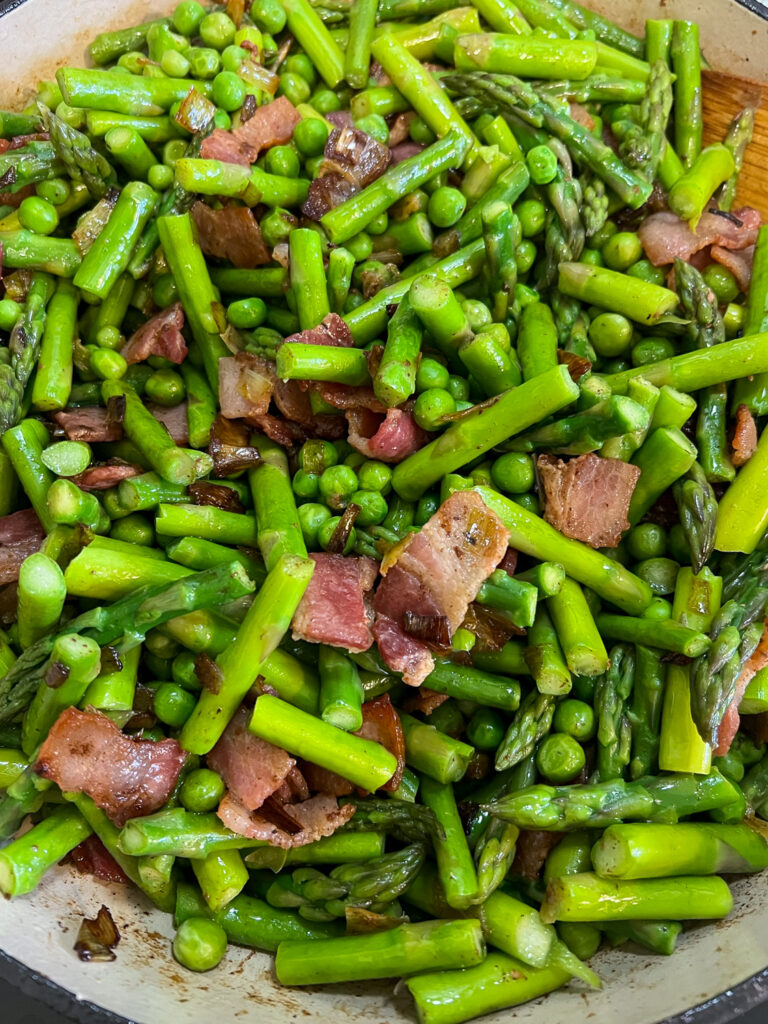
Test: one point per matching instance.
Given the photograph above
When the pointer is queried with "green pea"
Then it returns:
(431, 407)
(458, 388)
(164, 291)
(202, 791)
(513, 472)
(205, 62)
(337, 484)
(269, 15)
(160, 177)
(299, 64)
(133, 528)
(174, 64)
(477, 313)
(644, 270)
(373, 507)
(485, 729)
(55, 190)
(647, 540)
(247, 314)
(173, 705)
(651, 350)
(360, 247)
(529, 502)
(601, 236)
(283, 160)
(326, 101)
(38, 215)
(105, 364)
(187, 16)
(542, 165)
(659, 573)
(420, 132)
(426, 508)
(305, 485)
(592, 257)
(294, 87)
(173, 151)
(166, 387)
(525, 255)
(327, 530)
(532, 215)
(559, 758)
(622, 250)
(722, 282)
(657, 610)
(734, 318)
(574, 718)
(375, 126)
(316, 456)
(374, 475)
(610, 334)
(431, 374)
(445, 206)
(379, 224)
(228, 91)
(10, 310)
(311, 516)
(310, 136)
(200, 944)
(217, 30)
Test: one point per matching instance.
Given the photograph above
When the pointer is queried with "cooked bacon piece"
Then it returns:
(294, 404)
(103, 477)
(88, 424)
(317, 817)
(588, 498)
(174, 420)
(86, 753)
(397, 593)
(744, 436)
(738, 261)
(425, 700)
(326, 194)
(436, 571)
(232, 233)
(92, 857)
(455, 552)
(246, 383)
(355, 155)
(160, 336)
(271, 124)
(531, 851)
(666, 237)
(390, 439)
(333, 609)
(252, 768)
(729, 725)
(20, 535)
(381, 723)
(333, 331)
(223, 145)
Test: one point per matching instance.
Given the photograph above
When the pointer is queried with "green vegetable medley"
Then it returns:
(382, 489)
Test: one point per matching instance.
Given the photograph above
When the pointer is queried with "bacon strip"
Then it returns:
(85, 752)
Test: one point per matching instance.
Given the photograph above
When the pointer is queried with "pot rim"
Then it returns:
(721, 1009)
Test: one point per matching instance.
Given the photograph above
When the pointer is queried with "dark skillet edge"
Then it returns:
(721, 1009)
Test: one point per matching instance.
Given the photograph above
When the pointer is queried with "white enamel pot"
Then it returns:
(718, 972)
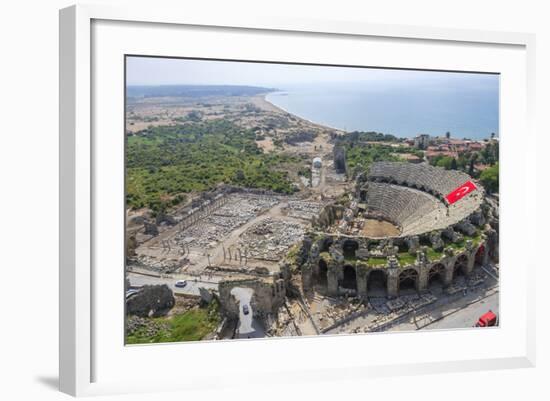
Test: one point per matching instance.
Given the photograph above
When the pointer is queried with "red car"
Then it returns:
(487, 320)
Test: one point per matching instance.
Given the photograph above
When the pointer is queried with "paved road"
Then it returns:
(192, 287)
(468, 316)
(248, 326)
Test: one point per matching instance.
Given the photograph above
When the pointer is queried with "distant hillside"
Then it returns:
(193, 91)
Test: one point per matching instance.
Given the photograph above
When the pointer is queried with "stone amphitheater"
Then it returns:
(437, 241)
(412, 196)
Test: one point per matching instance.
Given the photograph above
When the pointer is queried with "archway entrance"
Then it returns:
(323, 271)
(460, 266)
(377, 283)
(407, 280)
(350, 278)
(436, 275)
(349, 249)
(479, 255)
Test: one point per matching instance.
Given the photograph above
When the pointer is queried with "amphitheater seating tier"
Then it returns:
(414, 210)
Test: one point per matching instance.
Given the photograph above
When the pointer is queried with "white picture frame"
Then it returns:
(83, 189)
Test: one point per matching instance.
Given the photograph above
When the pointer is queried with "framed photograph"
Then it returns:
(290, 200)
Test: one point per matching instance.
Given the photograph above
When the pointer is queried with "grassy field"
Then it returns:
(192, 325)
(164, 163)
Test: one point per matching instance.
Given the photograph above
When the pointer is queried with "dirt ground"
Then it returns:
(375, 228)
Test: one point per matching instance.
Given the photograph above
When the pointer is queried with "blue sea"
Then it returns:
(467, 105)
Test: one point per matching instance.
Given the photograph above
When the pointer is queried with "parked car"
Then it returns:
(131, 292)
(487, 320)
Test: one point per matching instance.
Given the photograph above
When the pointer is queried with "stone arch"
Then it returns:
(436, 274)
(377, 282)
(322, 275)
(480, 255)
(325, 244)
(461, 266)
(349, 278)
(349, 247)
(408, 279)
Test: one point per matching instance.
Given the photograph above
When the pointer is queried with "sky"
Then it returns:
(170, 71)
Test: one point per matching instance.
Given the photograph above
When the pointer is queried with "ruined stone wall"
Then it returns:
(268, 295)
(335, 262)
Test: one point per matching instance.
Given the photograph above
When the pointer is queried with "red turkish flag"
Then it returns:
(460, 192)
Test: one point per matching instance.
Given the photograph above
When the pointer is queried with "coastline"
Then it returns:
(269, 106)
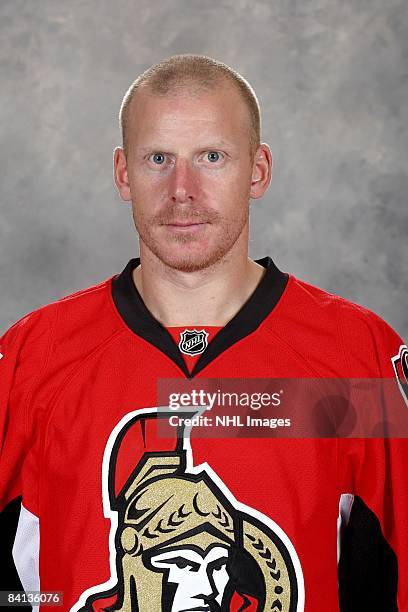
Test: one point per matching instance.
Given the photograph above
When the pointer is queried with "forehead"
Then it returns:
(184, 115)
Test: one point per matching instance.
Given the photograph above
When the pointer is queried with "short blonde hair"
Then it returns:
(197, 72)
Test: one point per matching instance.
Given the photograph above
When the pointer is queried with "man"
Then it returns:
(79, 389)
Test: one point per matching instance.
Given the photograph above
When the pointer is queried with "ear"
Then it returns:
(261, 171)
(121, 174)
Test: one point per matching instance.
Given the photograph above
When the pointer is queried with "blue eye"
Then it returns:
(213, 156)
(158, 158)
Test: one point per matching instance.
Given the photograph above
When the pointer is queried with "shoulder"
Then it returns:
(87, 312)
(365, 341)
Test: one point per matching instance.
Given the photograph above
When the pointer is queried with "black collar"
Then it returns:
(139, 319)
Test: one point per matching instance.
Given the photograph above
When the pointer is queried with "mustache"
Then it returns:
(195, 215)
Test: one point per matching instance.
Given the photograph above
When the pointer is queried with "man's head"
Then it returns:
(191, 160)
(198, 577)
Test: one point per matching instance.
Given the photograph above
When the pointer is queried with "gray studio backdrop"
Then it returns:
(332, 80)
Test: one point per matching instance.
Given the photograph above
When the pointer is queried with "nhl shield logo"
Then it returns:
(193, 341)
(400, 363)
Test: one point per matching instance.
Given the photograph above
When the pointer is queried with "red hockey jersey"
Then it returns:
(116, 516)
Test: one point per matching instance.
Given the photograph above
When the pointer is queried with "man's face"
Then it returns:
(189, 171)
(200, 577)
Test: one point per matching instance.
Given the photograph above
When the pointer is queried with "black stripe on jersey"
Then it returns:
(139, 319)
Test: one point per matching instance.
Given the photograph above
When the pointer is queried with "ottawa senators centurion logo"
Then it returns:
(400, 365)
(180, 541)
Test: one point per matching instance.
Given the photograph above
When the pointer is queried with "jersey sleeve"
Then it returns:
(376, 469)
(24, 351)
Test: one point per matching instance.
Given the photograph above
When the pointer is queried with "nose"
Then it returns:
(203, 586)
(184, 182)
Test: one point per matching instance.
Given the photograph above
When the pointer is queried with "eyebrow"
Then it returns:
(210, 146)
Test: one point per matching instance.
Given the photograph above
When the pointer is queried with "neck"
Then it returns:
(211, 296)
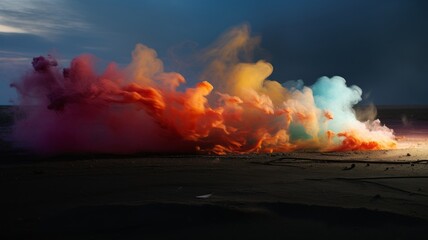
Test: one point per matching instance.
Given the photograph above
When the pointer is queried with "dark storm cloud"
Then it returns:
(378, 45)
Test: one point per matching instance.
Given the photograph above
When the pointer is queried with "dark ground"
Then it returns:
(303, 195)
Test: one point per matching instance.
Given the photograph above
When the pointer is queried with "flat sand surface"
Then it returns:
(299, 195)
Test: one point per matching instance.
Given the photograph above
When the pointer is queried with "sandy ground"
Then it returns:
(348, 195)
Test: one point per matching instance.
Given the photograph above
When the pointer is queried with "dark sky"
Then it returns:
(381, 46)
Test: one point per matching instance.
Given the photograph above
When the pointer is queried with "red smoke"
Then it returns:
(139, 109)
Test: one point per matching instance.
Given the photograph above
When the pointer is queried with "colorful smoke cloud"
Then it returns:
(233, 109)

* * *

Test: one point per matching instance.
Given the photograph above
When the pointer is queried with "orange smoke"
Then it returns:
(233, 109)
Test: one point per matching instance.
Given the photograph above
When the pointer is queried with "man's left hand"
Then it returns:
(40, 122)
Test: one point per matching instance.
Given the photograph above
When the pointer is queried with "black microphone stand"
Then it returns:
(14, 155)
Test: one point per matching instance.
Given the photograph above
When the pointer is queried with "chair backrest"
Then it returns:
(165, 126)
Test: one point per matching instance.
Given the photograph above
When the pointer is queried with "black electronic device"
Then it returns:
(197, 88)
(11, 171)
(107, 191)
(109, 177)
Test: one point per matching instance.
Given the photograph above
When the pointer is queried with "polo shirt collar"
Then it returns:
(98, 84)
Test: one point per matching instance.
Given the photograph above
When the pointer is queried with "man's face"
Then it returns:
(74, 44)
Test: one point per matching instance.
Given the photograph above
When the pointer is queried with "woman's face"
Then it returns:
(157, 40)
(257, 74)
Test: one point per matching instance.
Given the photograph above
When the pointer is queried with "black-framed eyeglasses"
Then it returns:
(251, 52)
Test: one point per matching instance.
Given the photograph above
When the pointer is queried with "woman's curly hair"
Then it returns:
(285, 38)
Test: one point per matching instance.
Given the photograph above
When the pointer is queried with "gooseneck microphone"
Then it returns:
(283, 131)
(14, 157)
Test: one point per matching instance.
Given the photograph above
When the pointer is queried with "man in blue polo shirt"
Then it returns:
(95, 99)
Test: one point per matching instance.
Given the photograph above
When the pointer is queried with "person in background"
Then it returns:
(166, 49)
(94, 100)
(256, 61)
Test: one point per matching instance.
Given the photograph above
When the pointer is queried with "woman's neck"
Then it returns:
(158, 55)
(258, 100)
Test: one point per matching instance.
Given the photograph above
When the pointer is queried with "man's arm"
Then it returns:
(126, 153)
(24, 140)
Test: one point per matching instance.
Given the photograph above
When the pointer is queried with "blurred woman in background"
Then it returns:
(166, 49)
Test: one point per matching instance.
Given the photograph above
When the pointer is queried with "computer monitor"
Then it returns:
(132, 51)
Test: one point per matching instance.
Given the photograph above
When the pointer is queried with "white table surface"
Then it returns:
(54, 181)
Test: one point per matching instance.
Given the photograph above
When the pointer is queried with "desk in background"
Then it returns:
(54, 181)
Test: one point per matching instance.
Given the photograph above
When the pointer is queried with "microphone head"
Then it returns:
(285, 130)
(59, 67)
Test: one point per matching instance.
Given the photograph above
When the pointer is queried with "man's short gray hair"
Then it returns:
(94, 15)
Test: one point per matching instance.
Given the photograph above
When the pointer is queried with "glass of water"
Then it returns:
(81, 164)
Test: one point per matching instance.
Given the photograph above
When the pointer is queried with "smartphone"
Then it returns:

WHAT IS REQUIRED: List every line of the records that contains the word "bacon", copying each such line in full.

RESULT BELOW:
When the pointer is queried with "cooked bacon piece"
When the pointer is queried with "bacon strip"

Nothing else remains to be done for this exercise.